» **TASK DETAILS**
What follows is a listing to be transcribed exactly.

Location identification items

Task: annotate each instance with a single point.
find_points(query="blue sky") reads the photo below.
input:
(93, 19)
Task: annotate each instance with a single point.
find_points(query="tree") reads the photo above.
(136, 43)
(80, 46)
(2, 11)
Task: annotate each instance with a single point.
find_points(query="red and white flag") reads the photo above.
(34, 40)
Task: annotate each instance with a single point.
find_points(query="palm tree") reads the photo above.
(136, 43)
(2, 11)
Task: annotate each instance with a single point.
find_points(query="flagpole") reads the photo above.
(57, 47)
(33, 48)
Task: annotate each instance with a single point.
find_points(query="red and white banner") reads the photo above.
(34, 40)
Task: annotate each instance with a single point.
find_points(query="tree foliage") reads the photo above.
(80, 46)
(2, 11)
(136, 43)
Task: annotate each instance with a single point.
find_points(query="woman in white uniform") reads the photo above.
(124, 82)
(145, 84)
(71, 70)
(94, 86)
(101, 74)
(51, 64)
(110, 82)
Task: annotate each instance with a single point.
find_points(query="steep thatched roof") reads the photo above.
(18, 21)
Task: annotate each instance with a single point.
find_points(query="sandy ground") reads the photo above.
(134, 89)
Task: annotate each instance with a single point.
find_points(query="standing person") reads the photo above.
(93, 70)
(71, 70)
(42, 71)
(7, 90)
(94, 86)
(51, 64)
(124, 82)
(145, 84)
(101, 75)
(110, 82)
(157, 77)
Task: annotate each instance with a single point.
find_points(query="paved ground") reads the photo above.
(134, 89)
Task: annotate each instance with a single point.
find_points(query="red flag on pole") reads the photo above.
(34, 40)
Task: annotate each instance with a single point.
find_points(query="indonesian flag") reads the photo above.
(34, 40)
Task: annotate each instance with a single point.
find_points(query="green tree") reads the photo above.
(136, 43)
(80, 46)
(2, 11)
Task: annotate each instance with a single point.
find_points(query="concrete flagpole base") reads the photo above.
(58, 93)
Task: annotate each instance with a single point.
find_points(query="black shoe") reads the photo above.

» **RESULT FOR THIS EXERCISE**
Task: annotate each instance with a single point.
find_points(query="blue sky") reads the photo below.
input:
(93, 19)
Task: annotate each instance with a single point.
find_points(query="tree") reads the photo above.
(136, 43)
(80, 46)
(2, 11)
Task: annotate each instance with a single point.
find_points(query="red and white flag") reads the photo above.
(34, 40)
Task: annotate each instance with a single point.
find_points(query="palm tree") reads the photo above.
(136, 43)
(2, 11)
Task: annotate each instance with a single point.
find_points(query="flagpole") reads the photo above.
(57, 47)
(33, 48)
Task: annotate each instance with a single point.
find_points(query="red and white banner") reads the photo above.
(34, 40)
Task: annotate each instance with a single point.
find_points(query="tree foliage") reads the photo above.
(80, 46)
(2, 11)
(136, 43)
Task: annotate each instance with a single point.
find_points(query="woman in white uniform") reads the photo above.
(124, 82)
(145, 84)
(71, 70)
(94, 86)
(101, 74)
(51, 64)
(110, 82)
Task: annotate each instance with a single point.
find_points(query="steep thatched roof") reads the photo above.
(18, 21)
Task: annotate each instance with a single point.
find_points(query="sandy ground") reads the photo above.
(134, 89)
Task: annotate each instance with a single point.
find_points(query="standing person") reads the photo above.
(93, 70)
(71, 70)
(42, 71)
(7, 90)
(94, 86)
(51, 64)
(124, 82)
(145, 84)
(101, 75)
(110, 82)
(157, 77)
Task: annotate each instance with a single point.
find_points(query="paved ground") reads the photo above.
(134, 89)
Task: annotate each instance with a single point.
find_points(query="red flag on pole") reads the photo above.
(34, 40)
Task: annotate each instance with a single point.
find_points(query="indonesian flag") reads the photo above.
(34, 40)
Task: annotate each instance with a single point.
find_points(query="green tree") reads the photo above.
(136, 43)
(80, 46)
(2, 11)
Task: annotate each instance with a single point.
find_points(query="concrete flagpole base") reads the photo above.
(58, 93)
Task: annotate each instance with a single point.
find_points(query="black shoe") reads the photo above.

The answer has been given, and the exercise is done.